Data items
- - -
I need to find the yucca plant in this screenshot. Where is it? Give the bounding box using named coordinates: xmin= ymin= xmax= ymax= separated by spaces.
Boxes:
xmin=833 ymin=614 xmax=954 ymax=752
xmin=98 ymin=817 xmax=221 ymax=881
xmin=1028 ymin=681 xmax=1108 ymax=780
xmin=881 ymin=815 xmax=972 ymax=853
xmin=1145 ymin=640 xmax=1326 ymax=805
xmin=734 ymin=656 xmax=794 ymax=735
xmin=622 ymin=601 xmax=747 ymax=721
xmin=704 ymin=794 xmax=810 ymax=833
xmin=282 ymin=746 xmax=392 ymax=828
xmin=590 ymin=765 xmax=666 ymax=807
- - -
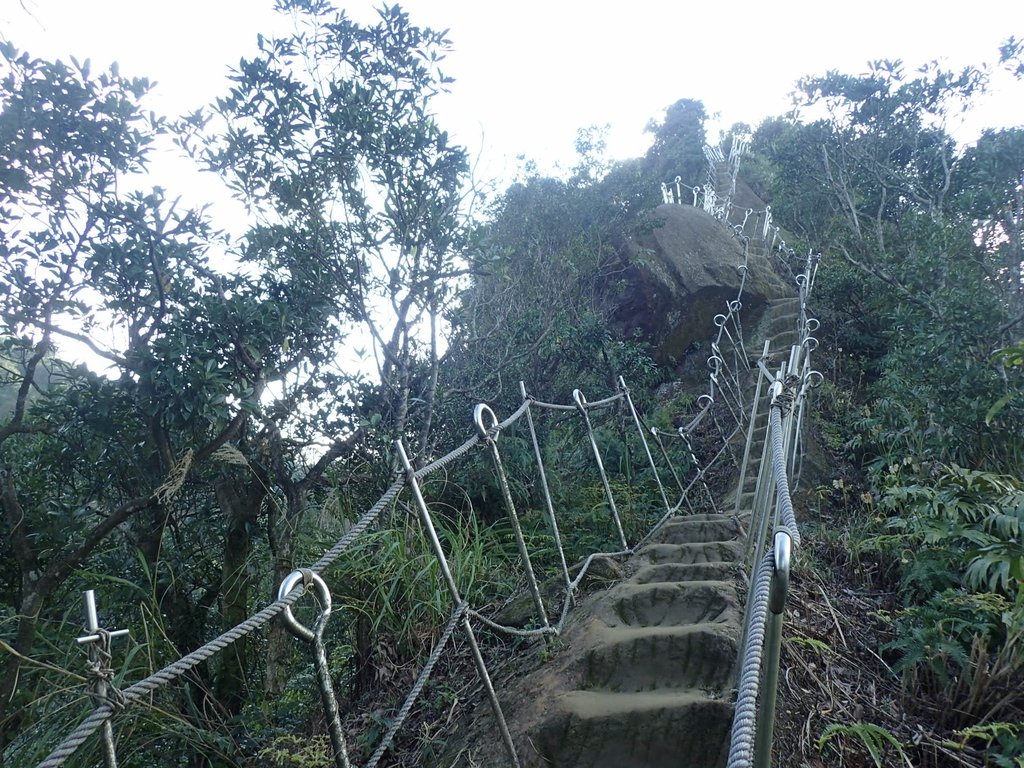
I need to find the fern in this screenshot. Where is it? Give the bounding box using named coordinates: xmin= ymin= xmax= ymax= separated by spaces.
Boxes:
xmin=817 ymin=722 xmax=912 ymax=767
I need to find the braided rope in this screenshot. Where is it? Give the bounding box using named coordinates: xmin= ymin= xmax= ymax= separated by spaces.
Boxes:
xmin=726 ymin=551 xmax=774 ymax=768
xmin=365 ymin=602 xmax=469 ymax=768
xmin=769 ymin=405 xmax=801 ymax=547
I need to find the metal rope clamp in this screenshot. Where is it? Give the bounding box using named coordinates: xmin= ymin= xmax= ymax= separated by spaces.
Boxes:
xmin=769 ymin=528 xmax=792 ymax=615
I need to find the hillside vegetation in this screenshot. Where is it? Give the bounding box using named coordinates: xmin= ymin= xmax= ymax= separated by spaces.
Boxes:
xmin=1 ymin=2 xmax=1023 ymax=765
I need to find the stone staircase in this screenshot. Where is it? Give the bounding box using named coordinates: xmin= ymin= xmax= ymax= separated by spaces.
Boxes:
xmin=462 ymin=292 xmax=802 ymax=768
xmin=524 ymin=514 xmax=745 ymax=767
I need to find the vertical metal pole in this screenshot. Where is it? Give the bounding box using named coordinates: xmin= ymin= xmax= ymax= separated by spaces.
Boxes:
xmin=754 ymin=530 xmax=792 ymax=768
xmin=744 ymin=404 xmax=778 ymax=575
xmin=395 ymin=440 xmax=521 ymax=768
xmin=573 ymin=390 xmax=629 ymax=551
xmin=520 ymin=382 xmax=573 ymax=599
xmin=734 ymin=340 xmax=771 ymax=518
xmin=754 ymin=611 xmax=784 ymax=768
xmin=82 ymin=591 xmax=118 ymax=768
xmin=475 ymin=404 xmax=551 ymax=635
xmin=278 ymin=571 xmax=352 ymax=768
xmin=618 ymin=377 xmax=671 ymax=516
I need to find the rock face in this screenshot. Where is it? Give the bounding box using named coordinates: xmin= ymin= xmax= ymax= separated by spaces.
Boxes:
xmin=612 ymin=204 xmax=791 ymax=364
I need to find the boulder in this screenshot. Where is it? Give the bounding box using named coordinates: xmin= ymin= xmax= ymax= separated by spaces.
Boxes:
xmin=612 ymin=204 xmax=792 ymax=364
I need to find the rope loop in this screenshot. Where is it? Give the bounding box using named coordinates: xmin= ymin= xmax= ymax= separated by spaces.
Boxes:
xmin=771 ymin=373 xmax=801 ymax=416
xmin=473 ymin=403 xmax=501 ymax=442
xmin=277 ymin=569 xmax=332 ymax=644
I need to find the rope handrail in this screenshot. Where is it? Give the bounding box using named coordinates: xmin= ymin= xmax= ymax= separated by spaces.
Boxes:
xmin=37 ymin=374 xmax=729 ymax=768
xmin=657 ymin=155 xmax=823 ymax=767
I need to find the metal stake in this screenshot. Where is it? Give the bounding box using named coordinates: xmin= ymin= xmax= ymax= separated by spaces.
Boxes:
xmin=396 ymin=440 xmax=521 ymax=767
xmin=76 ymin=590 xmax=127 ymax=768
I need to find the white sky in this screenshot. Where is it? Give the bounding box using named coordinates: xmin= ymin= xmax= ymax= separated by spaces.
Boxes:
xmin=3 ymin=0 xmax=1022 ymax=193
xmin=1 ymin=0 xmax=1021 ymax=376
- - -
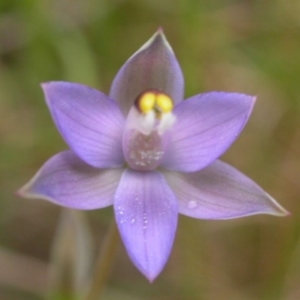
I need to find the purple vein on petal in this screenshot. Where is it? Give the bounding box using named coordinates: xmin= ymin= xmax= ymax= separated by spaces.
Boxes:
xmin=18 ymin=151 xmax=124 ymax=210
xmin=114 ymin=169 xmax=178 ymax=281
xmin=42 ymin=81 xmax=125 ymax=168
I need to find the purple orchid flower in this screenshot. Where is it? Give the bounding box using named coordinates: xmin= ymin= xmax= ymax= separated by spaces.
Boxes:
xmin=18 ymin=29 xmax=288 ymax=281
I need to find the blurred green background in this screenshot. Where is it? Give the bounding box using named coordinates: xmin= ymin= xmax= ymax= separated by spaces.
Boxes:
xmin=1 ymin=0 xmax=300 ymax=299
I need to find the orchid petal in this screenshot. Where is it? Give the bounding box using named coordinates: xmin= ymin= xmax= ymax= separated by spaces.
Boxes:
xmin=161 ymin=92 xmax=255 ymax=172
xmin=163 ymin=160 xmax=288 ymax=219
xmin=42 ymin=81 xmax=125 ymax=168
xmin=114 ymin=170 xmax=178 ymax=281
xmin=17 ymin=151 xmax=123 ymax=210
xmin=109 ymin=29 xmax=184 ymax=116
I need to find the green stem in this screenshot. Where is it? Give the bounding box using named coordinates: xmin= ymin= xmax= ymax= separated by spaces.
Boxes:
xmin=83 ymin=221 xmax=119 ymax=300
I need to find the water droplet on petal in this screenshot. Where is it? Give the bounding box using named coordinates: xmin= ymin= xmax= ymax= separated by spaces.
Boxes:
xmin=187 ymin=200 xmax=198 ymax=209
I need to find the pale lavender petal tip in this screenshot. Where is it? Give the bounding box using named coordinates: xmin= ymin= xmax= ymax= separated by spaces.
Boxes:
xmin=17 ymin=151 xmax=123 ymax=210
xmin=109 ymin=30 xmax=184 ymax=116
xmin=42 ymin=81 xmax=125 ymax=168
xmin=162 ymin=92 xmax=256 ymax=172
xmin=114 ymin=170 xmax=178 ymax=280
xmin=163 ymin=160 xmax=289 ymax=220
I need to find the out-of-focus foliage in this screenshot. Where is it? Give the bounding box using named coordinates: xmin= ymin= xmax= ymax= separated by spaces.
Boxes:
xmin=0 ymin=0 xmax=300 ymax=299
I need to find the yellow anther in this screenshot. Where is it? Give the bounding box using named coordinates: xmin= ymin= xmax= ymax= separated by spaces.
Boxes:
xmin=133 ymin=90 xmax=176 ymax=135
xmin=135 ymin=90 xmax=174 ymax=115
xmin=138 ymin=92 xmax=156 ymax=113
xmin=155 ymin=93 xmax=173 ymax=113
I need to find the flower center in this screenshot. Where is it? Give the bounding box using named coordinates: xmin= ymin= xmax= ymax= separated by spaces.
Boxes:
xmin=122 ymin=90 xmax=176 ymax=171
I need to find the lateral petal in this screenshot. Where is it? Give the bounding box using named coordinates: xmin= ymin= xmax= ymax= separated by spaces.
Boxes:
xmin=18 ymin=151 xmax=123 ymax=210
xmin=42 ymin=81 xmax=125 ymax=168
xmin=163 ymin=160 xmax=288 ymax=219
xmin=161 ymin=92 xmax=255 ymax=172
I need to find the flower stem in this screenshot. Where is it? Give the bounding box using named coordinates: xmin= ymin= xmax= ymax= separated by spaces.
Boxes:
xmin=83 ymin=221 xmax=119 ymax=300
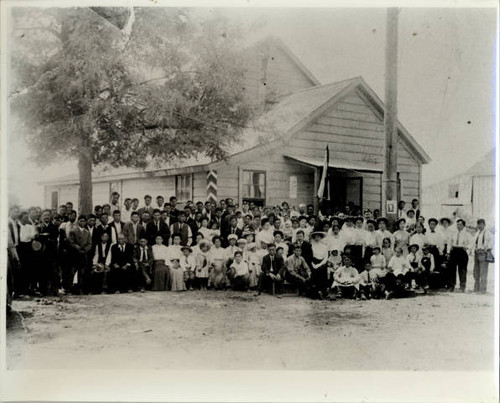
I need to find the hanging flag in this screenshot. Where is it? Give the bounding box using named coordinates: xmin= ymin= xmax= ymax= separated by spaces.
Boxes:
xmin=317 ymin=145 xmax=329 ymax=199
- - -
#### [ABOUT THIS EXERCISE]
Go over the records above line by line and count those holding the word "metal". Reply only with the number.

#### [YOUR SOLUTION]
3